TASK INSTRUCTIONS: Update the passage on the DC-10 starting at "Cargo Door Latch" and ending at "problems were solved.", with "ground crew" replaced by "maintenance crew".

(Beginning of SELECTED EXCERPT)

I won’t really be touching much on the Death Cruiser part of the name, but I do feel that this needs to be cleared up. Even though statistically the DC-10 is one of the most dangerous passenger airliners built, I do not feel that it can be considered “unsafe” in any way. Granted, the L-1011 was a much better aircraft, but the DC-10 cannot be totally faulted. Here’s why.
Cargo Door Latch
In essence, the cargo door on the DC-10 was built to extend outwards instead of inwards. This would mean more space to carry cargo as the space directly behind the door could be used, unlike planes with plug type doors. However, this meant that if the latch was incorrectly fitted, the door was at higher risk of being blown out. As per a design standpoint, this would not be a problem as long as the door was closed properly every single time. The only problem with that was that it wasn’t, leading to AA96, then eventually Turkish 981 with the loss of all on board. Both accidents were caused by ground crew not fully locking the pins due to the design making them looked like they were safely latched even though they weren’t. After a mandated FAA fix, the problems were solved.

(End of SELECTED EXCERPT)
(Beginning of RECORDS PROVIDED)

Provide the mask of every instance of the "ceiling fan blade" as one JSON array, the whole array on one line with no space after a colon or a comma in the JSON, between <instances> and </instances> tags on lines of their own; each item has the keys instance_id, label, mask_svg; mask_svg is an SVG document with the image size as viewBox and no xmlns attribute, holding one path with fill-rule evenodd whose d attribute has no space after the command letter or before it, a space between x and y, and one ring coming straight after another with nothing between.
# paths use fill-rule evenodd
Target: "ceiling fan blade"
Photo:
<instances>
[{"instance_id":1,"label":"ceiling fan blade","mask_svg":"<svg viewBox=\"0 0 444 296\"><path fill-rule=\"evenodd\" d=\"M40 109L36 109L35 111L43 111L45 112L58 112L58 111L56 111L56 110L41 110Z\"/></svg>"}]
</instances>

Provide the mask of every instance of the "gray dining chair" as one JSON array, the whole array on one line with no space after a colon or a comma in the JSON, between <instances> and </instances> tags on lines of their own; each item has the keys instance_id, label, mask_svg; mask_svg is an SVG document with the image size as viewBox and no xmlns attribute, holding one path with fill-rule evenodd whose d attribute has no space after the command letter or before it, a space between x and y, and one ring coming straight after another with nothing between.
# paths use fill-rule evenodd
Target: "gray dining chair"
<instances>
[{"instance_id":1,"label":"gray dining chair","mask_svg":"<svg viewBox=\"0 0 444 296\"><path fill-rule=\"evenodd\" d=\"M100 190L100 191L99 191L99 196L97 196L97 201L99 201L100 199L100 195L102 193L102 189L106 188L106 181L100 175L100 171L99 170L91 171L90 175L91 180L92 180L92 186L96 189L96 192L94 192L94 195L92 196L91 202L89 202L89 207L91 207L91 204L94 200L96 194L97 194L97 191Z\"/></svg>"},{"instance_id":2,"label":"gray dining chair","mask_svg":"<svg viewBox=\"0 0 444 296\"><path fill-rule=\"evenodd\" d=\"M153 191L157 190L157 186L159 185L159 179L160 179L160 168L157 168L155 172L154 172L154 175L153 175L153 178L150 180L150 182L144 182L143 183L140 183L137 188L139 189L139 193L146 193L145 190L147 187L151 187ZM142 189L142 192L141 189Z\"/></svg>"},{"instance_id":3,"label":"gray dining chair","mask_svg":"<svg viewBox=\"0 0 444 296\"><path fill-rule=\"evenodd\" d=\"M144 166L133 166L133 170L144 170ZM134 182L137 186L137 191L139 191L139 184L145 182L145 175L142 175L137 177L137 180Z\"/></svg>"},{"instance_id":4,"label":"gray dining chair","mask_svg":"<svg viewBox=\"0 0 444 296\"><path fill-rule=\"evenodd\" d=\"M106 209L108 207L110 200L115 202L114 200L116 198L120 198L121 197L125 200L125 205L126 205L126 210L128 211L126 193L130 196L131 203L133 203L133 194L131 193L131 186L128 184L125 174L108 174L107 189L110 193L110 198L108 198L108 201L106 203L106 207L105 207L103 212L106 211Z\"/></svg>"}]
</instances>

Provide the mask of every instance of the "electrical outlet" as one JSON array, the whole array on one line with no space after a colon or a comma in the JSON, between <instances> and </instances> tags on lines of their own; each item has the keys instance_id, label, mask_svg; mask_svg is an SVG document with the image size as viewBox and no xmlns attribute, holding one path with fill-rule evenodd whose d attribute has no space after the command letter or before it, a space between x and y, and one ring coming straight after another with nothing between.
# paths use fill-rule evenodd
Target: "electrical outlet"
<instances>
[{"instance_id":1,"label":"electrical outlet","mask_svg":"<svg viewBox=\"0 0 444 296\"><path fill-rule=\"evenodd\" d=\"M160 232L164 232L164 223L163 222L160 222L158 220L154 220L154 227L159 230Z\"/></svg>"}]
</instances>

(End of RECORDS PROVIDED)

ANSWER BELOW:
Cargo Door Latch
In essence, the cargo door on the DC-10 was built to extend outwards instead of inwards. This would mean more space to carry cargo as the space directly behind the door could be used, unlike planes with plug type doors. However, this meant that if the latch was incorrectly fitted, the door was at higher risk of being blown out. As per a design standpoint, this would not be a problem as long as the door was closed properly every single time. The only problem with that was that it wasn’t, leading to AA96, then eventually Turkish 981 with the loss of all on board. Both accidents were caused by maintenance crew not fully locking the pins due to the design making them looked like they were safely latched even though they weren’t. After a mandated FAA fix, the problems were solved.